→ **本文抜粋**:
▬▬▬▬▬▬▬▬▬▬

とにかく、何が言いたいかというと、いい具合に旬な俳優が勢ぞろいしているのだ。レイトン監督はキャスティングについて以下のように語った。
「ただ、最高の役者を探しただけですよ。より、現実的な顔や雰囲気のね。一目顔を見るだけで、明らかに“ムービースター”と感じさせる俳優を選びたくはありませんでした。」
そして話を聞くうち、撮影裏で起きた面白いエピソードを教えてくれた。
「彼らはみんな、演じるスタイルがとても異なる俳優でした。エヴァン・ピーターズは、宿題をたくさんこなして徹底的に準備をするタイプ。バリーは正反対で…カオスな俳優です(笑)。彼はどちらかというと、その場で即興演技をするタイプ。ある日、カメラに映らずセリフを言うシーンがあったんですが、前日に飲みすぎたみたいで、撮影中にオフカメラのところでバリーが居眠りをしてしまっていたんです!まあ彼も“やんちゃ”なタイプですね。映画の中ではエヴァンの役柄の方がクレイジーだけど、役者たちは本当にプロフェッショナルです。」

▬▬▬▬▬▬▬▬▬▬

→ **記録一覧**:

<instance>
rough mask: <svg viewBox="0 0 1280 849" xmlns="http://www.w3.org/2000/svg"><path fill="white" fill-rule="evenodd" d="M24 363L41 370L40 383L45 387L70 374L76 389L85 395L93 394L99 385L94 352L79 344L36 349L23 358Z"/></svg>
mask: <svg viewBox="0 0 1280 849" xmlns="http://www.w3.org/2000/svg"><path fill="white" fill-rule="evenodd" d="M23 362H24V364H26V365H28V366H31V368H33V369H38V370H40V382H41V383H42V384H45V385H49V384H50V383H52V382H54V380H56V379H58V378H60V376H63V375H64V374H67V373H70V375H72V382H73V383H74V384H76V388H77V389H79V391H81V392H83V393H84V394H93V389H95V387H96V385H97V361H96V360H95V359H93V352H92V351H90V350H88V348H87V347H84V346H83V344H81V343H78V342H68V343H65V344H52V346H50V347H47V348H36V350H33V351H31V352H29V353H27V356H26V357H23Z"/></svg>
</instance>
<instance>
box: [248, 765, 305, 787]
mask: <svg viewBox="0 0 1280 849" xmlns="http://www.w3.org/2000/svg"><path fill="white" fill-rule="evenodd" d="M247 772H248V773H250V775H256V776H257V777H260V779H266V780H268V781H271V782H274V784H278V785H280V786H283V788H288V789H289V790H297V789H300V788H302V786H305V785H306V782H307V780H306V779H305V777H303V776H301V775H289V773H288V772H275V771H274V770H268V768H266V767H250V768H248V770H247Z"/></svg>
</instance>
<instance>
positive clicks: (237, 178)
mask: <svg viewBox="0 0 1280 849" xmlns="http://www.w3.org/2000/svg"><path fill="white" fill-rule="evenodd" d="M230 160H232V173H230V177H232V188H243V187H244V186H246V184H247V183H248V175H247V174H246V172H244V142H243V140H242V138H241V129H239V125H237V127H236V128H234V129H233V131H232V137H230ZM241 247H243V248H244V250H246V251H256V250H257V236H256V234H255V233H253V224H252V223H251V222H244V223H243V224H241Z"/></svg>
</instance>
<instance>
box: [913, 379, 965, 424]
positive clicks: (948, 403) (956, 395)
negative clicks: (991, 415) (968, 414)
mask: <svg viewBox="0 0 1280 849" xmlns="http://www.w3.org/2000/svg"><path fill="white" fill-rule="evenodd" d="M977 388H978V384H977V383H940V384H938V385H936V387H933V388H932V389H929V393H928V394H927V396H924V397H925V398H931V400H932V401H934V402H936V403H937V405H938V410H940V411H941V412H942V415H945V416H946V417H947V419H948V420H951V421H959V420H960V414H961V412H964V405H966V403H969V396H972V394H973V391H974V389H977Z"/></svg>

▬▬▬▬▬▬▬▬▬▬

→ **理解の確認**:
• A. 本文で、レイトン監督はエヴァン・ピーターズをどのようなタイプの俳優だと述べていますか。
• B. 本文のうち、「とにかく、何が言いたいかとい」から「にプロフェッショナルです。」」までの部分を、終わりの語句も含めて一字も変えずに書き写しなさい。

→ **各問の解答**:
• A. 宿題をたくさんこなして徹底的に準備をするタイプの俳優です。

• B.
とにかく、何が言いたいかというと、いい具合に旬な俳優が勢ぞろいしているのだ。レイトン監督はキャスティングについて以下のように語った。
「ただ、最高の役者を探しただけですよ。より、現実的な顔や雰囲気のね。一目顔を見るだけで、明らかに“ムービースター”と感じさせる俳優を選びたくはありませんでした。」
そして話を聞くうち、撮影裏で起きた面白いエピソードを教えてくれた。
「彼らはみんな、演じるスタイルがとても異なる俳優でした。エヴァン・ピーターズは、宿題をたくさんこなして徹底的に準備をするタイプ。バリーは正反対で…カオスな俳優です(笑)。彼はどちらかというと、その場で即興演技をするタイプ。ある日、カメラに映らずセリフを言うシーンがあったんですが、前日に飲みすぎたみたいで、撮影中にオフカメラのところでバリーが居眠りをしてしまっていたんです!まあ彼も“やんちゃ”なタイプですね。映画の中ではエヴァンの役柄の方がクレイジーだけど、役者たちは本当にプロフェッショナルです。」